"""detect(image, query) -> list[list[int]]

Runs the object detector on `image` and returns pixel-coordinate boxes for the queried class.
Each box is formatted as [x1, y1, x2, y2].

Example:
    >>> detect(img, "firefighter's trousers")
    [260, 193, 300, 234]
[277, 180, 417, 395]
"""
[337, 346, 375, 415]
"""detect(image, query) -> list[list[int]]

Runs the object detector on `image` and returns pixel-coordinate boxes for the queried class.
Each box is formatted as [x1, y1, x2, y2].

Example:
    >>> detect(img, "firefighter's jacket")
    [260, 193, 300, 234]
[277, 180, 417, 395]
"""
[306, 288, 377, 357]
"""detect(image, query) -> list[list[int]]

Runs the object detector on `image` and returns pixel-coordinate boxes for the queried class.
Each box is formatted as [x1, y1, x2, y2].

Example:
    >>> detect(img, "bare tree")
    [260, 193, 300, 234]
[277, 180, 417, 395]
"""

+ + + + +

(EXERCISE OBJECTIVE):
When you respond, give the whole listing again exactly as written.

(EXERCISE SOLUTION):
"""detect(image, query) -> list[list[int]]

Runs the object detector on `image` and returns pixel-coordinate boxes for the queried class.
Each box is formatted as [x1, y1, x2, y2].

Example:
    >>> detect(img, "firefighter's trousers")
    [260, 193, 300, 234]
[277, 180, 417, 395]
"""
[337, 346, 375, 415]
"""detect(image, query) -> list[list[int]]

Runs the object detector on `image` and returns pixel-coordinate boxes for the queried class.
Each box is formatted as [x1, y1, x2, y2].

Example:
    >>> detect(img, "firefighter's jacket")
    [260, 193, 300, 234]
[277, 180, 417, 395]
"""
[306, 288, 377, 357]
"""detect(image, query) -> list[list[int]]

Runs the object detector on `image` and returns pixel-coordinate boxes for the queried class.
Each box is formatted as [x1, y1, x2, y2].

Example:
    >>> detect(img, "bare tree")
    [260, 193, 300, 234]
[277, 180, 417, 395]
"""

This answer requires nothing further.